[Entries from a pointing dataset]
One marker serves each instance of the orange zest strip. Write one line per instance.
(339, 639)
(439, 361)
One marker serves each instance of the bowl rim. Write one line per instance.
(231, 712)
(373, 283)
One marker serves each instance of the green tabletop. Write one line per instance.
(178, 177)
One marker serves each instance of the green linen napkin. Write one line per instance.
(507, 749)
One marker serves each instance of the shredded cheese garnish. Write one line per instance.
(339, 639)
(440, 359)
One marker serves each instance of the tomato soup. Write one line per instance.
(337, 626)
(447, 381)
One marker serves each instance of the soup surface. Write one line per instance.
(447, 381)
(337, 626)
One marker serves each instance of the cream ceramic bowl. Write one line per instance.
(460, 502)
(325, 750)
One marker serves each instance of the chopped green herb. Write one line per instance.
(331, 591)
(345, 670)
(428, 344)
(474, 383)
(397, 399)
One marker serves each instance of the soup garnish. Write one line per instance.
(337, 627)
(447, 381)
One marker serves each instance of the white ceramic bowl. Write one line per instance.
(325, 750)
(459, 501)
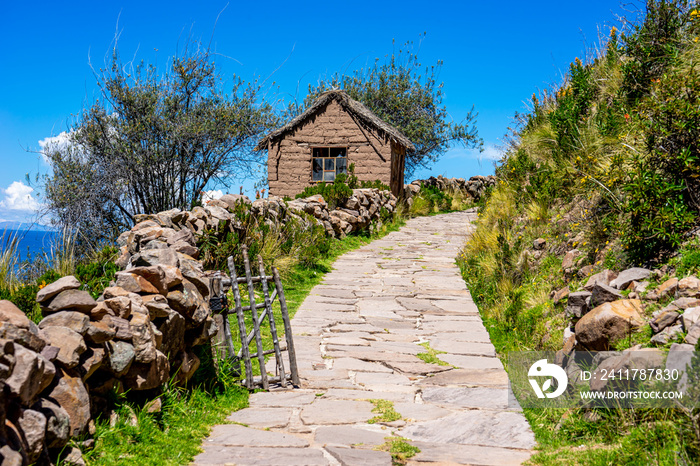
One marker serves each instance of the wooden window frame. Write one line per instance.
(323, 163)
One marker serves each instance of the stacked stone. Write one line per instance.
(53, 376)
(34, 386)
(474, 187)
(353, 214)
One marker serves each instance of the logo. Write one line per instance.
(542, 368)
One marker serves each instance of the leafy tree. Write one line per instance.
(408, 97)
(153, 142)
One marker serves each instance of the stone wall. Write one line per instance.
(141, 331)
(289, 159)
(473, 188)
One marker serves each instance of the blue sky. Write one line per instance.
(495, 54)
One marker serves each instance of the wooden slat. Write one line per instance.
(271, 319)
(241, 326)
(287, 329)
(254, 313)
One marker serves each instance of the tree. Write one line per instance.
(398, 93)
(152, 143)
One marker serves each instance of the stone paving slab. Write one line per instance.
(467, 454)
(355, 457)
(282, 399)
(356, 337)
(324, 412)
(262, 417)
(217, 455)
(349, 436)
(235, 435)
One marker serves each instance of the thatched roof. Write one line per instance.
(351, 106)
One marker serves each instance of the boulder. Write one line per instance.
(142, 337)
(148, 376)
(235, 199)
(578, 304)
(667, 288)
(121, 356)
(76, 300)
(156, 276)
(173, 277)
(100, 311)
(119, 305)
(157, 306)
(100, 331)
(121, 328)
(187, 249)
(151, 257)
(33, 426)
(663, 320)
(603, 278)
(601, 293)
(689, 317)
(76, 321)
(628, 276)
(667, 334)
(29, 338)
(31, 374)
(11, 457)
(693, 334)
(72, 456)
(173, 330)
(185, 299)
(70, 343)
(185, 365)
(12, 315)
(685, 303)
(569, 259)
(632, 359)
(561, 294)
(90, 361)
(114, 292)
(202, 334)
(182, 236)
(680, 358)
(135, 283)
(57, 422)
(607, 323)
(51, 290)
(7, 364)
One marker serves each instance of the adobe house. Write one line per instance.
(322, 142)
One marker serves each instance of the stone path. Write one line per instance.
(357, 335)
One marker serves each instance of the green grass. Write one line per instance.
(430, 356)
(399, 448)
(385, 412)
(171, 437)
(298, 283)
(174, 435)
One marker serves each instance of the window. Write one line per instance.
(329, 162)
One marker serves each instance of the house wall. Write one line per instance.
(289, 159)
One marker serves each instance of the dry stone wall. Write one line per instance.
(141, 331)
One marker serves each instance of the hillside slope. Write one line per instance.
(601, 175)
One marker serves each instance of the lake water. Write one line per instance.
(31, 242)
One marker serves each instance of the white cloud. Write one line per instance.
(490, 153)
(213, 194)
(60, 142)
(18, 196)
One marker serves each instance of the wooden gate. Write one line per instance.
(224, 341)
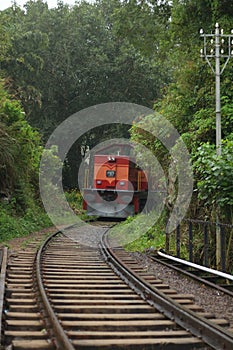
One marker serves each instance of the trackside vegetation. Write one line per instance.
(57, 61)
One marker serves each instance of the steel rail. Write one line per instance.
(196, 266)
(210, 333)
(2, 285)
(61, 339)
(190, 273)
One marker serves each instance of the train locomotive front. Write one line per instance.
(119, 187)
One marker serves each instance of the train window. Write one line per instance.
(110, 173)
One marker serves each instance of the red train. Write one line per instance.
(119, 187)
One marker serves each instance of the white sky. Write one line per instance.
(52, 3)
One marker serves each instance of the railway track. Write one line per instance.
(69, 295)
(213, 278)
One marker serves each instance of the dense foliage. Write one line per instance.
(55, 62)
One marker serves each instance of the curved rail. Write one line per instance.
(210, 333)
(61, 339)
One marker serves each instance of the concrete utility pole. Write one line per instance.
(220, 47)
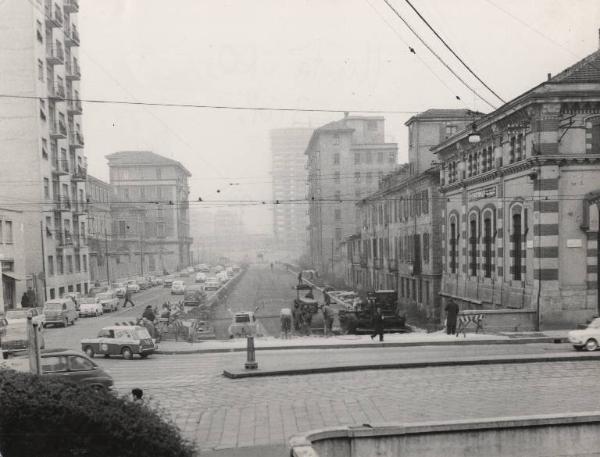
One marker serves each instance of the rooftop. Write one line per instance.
(142, 158)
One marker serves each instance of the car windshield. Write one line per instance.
(16, 314)
(54, 306)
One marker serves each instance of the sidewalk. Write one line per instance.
(360, 341)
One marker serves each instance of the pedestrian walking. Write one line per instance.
(328, 319)
(378, 324)
(451, 315)
(127, 298)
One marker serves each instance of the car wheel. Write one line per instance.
(591, 345)
(127, 354)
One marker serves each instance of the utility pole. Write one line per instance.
(106, 255)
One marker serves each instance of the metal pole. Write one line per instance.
(43, 260)
(106, 255)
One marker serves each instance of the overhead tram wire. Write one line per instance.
(454, 53)
(456, 75)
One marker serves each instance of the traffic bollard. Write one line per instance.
(251, 363)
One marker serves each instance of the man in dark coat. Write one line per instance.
(378, 324)
(451, 314)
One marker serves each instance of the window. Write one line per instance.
(59, 265)
(473, 246)
(517, 253)
(487, 243)
(453, 241)
(8, 239)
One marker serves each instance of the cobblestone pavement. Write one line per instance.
(215, 412)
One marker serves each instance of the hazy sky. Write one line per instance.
(331, 54)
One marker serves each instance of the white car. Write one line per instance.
(212, 284)
(200, 277)
(90, 306)
(178, 288)
(588, 338)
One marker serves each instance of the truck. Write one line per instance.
(359, 317)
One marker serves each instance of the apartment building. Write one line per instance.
(346, 160)
(289, 188)
(398, 246)
(520, 228)
(150, 215)
(41, 141)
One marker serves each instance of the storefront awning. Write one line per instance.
(11, 275)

*WRITTEN PROBLEM*
From the listing above, print every entry precisely and drop the pictures.

*EXERCISE ANSWER*
One marker serves each instance of the orange zest strip. Write one line per instance.
(339, 639)
(439, 361)
One marker serves each instance of the bowl rim. Write one line per instance.
(231, 712)
(373, 283)
One marker serves each instance of the green tabletop. Write one line per instance.
(178, 177)
One marker serves each instance of the green linen napkin. Write one line per instance.
(507, 749)
One marker serves each instance of the shredded cheese garnish. Write one line per instance.
(339, 639)
(440, 359)
One marker serves each instance of the tomato soup. Write one line per instance.
(337, 626)
(447, 381)
One marker serves each instance of the soup surface. Write one line per instance.
(447, 381)
(337, 626)
One marker serves each instance of the cream ceramic bowl. Write one line per instance.
(460, 502)
(325, 750)
One marker serves each instance of the chopped green herb. Write one line per instance.
(331, 591)
(345, 670)
(428, 344)
(474, 383)
(397, 399)
One marker serves each instance of the soup garnish. Write one line per instance.
(337, 627)
(447, 381)
One marker serves each instance of the white ceramic bowl. Write one line per instance.
(325, 750)
(459, 501)
One marker serves each instance of the wooden window frame. Write one line per instance.
(323, 163)
One marker serves each instance of the stacked stone. Write one line per instance.
(53, 376)
(34, 386)
(474, 187)
(353, 214)
One marker serves each instance of the logo. Write one line per instance.
(542, 368)
One marker serves each instance of the leafy tree. Write one line per instance.
(408, 97)
(153, 142)
One marker serves each instance of the stone wall. Write one line per instance.
(141, 331)
(289, 159)
(473, 188)
One marker serves each instance of the blue sky. Write one line per instance.
(495, 54)
One marker serves each instance of the wooden slat. Write one line per instance.
(271, 319)
(241, 326)
(287, 329)
(254, 313)
One marker serves each instance of the tree. Write one line per instance.
(398, 93)
(152, 143)
One marker serves each instance of the stone paving slab. Write one line per instance.
(467, 454)
(355, 457)
(282, 399)
(356, 337)
(324, 412)
(262, 417)
(217, 455)
(349, 436)
(235, 435)
One marker serves each instance of the thatched roof. Write one line per instance.
(351, 106)
One marker serves each instance of the boulder. Write one line per instance.
(142, 337)
(148, 376)
(235, 199)
(578, 304)
(667, 288)
(121, 356)
(76, 300)
(156, 276)
(173, 277)
(100, 311)
(119, 305)
(157, 306)
(100, 331)
(121, 328)
(187, 249)
(151, 257)
(33, 426)
(663, 320)
(603, 278)
(601, 293)
(689, 317)
(76, 321)
(628, 276)
(667, 334)
(29, 338)
(31, 374)
(11, 457)
(693, 334)
(72, 456)
(173, 330)
(185, 299)
(70, 343)
(185, 365)
(12, 315)
(685, 303)
(569, 259)
(632, 359)
(561, 294)
(90, 361)
(114, 292)
(202, 334)
(182, 236)
(680, 358)
(135, 283)
(57, 422)
(607, 323)
(51, 290)
(7, 364)
One marker serves each instance of the adobe house. Write one line per instance.
(322, 142)
One marker serves each instance of the stone path. Write one line per instance.
(357, 335)
One marker serves each instance of the green grass. Write one line per instance.
(430, 356)
(399, 448)
(385, 412)
(171, 437)
(298, 283)
(174, 435)
One marker serves each instance of the window. Write one line per instance.
(329, 162)
One marker serves each instance of the house wall. Write one line per instance.
(289, 159)
One marker serves each instance of the dry stone wall. Write one line per instance.
(141, 331)
One marker serves each instance of the hillside slope. Write one line per instance.
(601, 175)
One marker serves each instance of the lake water. Write one line per instance.
(31, 242)
One marker serves each instance of the white cloud. Write one line per instance.
(490, 153)
(213, 194)
(60, 142)
(18, 196)
One marker serves each instance of the wooden gate. Write one line per instance.
(224, 341)
One marker serves each instance of the trackside vegetation. Write one line per instance.
(57, 61)
One marker serves each instance of the steel rail. Write one line per instance.
(196, 266)
(210, 333)
(2, 285)
(61, 339)
(190, 273)
One marker serves each instance of the train locomotive front. Write one line per instance.
(119, 187)
One marker serves each instance of the train window. Write one line per instance.
(110, 173)
One marker serves each instance of the red train. Write one line per instance.
(119, 187)
One marker serves each instance of the white sky. Write one line per instance.
(52, 3)
One marker serves each instance of the railway track. Write one line per instance.
(69, 295)
(213, 278)
One marker serves each instance of the dense foliage. Write one line per instance.
(55, 62)
One marker serves each instance of the curved rail. Write one line per instance.
(210, 333)
(61, 339)
One marker serves each instance of the concrete utility pole. Write one line per instance.
(220, 47)
One marker serves each instance of the rooftop. Write one line per instance.
(142, 158)
One marker serves each instance of the car windshield. Write one line per instance.
(16, 314)
(54, 306)
One marker serves each instance of the sidewalk. Write one line per instance.
(360, 341)
One marker serves each instance of the pedestrian walking. Write one line per instance.
(328, 319)
(378, 324)
(451, 315)
(127, 298)
One marker serves each instance of the car wheel. Write one line per instance.
(591, 345)
(127, 354)
One marker serves each instance of the utility pole. Write one line per instance.
(106, 255)
One marker serves each instance of the metal pole. Write one line per instance.
(43, 260)
(106, 255)
One marker serves each instance of the overhead tram wire. Write one line per instance.
(454, 53)
(456, 75)
One marker serves each instance of the traffic bollard. Write one line per instance.
(251, 363)
One marker serves each instance of the man in dark coat. Write one line per instance.
(378, 324)
(451, 314)
One marker serves each instance of the window. Write one line per instance.
(59, 265)
(473, 246)
(517, 253)
(487, 243)
(453, 241)
(8, 239)
One marker serves each instance of the cobblestone pavement. Write one line per instance.
(215, 412)
One marker serves each instance of the hazy sky. Write one line per instance.
(331, 54)
One marker serves each instance of the white car. Write one line per instance.
(212, 284)
(200, 277)
(90, 306)
(178, 288)
(588, 338)
One marker serves each instance of the truck. Write one line per instance.
(359, 317)
One marker serves each instance of the apartment building. Write one line per instance.
(346, 160)
(289, 188)
(398, 246)
(520, 228)
(150, 215)
(41, 141)
One marker serves each instance of the storefront awning. Write one line per instance.
(11, 275)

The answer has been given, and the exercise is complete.